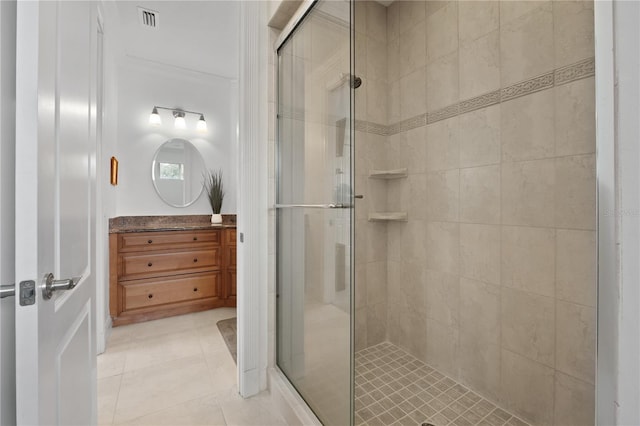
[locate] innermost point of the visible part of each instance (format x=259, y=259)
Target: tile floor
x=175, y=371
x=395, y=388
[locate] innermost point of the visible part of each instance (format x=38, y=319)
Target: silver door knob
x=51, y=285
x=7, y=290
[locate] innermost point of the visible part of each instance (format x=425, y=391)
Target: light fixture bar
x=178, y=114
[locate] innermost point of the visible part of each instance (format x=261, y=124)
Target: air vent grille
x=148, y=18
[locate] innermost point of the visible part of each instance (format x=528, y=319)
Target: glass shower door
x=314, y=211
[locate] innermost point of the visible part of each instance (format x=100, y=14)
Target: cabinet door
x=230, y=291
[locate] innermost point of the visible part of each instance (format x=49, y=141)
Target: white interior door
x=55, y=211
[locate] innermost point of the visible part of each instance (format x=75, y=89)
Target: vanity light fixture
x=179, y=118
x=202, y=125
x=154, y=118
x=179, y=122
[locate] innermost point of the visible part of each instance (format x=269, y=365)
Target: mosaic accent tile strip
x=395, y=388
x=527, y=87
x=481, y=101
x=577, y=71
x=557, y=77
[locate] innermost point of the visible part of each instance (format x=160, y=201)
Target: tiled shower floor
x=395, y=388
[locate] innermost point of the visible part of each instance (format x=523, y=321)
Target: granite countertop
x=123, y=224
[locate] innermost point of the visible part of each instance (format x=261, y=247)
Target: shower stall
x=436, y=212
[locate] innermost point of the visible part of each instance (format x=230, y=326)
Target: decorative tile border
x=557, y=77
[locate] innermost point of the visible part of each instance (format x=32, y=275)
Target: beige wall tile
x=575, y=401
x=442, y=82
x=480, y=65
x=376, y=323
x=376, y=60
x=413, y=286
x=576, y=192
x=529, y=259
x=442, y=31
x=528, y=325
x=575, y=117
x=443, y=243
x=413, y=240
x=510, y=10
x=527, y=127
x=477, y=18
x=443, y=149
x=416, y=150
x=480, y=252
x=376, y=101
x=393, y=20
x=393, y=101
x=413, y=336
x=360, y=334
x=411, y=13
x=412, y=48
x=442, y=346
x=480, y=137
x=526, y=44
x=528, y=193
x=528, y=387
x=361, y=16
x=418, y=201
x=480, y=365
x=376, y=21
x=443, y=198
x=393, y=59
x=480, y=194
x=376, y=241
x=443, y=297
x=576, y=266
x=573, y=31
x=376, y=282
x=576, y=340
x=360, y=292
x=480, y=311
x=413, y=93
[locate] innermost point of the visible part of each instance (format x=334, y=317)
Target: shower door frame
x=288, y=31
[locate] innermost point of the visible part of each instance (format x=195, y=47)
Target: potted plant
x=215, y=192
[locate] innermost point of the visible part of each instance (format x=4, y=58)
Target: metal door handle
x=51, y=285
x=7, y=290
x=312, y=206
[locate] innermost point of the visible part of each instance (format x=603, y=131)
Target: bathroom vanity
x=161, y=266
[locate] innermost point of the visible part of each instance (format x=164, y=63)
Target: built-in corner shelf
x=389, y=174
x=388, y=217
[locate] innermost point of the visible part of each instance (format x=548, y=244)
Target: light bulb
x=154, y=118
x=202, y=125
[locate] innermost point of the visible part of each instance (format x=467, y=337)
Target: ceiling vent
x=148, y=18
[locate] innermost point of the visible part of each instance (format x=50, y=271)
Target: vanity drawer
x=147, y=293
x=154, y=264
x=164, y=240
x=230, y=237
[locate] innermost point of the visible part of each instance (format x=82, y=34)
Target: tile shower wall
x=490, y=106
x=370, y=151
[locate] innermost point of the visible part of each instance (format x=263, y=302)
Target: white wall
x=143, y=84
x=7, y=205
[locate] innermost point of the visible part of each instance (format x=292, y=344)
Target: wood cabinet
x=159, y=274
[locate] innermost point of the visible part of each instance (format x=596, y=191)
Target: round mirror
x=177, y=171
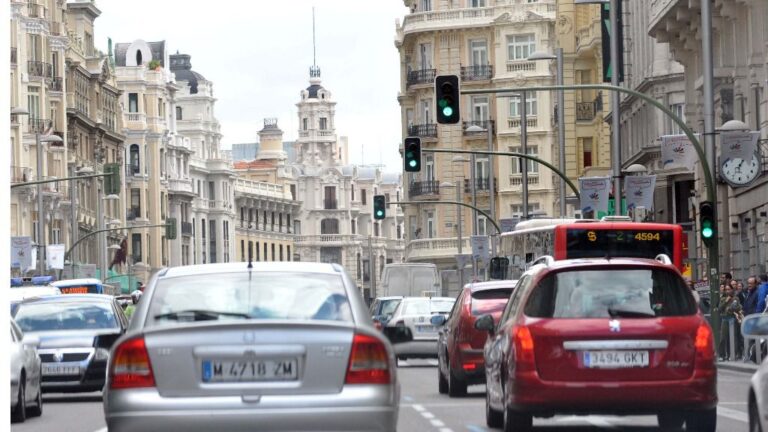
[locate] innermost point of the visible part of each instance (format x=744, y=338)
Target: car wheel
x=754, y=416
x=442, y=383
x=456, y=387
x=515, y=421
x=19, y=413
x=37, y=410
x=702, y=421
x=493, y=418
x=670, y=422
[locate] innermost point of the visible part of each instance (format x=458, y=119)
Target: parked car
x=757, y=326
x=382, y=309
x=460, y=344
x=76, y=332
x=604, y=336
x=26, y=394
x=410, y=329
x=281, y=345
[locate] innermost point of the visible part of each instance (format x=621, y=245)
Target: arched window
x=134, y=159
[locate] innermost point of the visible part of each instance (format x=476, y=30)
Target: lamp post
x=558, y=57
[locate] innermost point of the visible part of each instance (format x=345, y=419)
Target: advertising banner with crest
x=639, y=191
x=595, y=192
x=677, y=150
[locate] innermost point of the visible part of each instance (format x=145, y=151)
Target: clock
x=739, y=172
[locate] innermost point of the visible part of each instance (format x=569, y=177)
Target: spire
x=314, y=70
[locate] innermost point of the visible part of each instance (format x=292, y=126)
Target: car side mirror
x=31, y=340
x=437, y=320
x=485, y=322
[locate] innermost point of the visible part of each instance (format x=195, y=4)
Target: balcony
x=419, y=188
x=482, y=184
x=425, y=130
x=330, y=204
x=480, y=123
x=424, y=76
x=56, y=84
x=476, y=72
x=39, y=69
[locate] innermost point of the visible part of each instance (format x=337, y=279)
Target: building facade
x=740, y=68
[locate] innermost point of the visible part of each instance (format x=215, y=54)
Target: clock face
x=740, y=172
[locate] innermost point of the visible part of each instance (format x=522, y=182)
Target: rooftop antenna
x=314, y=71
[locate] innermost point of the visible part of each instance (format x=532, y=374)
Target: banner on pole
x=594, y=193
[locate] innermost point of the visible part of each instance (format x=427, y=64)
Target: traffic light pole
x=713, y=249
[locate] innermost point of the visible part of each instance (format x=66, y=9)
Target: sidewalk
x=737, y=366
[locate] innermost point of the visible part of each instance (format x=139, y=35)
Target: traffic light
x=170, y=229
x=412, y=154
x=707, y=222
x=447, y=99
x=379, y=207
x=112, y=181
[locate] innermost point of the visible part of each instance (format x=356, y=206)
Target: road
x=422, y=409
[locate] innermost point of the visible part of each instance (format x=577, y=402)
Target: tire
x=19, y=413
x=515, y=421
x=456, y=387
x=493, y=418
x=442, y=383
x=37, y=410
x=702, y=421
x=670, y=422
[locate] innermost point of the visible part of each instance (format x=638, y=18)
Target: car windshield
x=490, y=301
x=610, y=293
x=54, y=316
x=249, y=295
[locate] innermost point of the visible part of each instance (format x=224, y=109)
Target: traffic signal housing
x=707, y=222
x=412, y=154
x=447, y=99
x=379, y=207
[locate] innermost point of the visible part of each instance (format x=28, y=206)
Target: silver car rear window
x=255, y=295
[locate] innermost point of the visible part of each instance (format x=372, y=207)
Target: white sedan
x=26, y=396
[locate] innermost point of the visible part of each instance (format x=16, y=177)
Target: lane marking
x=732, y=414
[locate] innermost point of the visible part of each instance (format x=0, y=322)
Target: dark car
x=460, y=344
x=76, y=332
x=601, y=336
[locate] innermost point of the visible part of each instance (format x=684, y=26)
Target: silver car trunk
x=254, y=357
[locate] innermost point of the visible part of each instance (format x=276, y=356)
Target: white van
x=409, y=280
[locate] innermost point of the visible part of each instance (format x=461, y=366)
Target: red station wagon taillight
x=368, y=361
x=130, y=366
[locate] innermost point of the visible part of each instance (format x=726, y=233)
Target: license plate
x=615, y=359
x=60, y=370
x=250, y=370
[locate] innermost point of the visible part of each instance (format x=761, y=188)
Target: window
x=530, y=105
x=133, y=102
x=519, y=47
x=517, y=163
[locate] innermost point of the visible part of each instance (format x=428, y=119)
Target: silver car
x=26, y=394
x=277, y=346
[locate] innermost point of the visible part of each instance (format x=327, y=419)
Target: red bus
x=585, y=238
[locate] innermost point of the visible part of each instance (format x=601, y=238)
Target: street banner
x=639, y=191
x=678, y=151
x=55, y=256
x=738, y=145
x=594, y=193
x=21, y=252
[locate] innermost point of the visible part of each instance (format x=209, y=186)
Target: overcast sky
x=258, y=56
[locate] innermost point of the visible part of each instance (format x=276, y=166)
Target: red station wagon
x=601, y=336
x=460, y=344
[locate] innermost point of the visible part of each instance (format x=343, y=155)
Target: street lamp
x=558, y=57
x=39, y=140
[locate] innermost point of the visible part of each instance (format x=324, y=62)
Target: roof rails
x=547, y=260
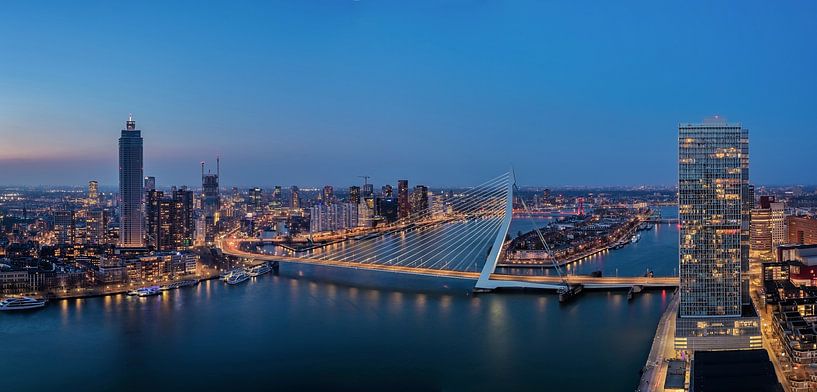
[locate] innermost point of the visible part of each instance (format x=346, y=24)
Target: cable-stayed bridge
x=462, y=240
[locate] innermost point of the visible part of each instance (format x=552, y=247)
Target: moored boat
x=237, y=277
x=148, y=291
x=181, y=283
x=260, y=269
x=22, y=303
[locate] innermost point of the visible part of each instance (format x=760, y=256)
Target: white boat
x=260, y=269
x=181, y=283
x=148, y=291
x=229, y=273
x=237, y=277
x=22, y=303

---

§ **Given task**
Copy out the records again, word for word, covering everything from the line that contains "(format x=343, y=155)" down to the line that contains "x=462, y=240", with both of those lines included and the pictures left out.

§ **Answer to this task**
[locate] innermost point of the visible part of each instance (format x=343, y=155)
Target: street lamp
x=558, y=57
x=39, y=140
[locate] innermost point of the visible part of each instance (format x=324, y=62)
Target: roof rails
x=547, y=260
[locate] innermost point of the visible part of each instance (format x=346, y=24)
Target: cable-stayed bridge
x=462, y=240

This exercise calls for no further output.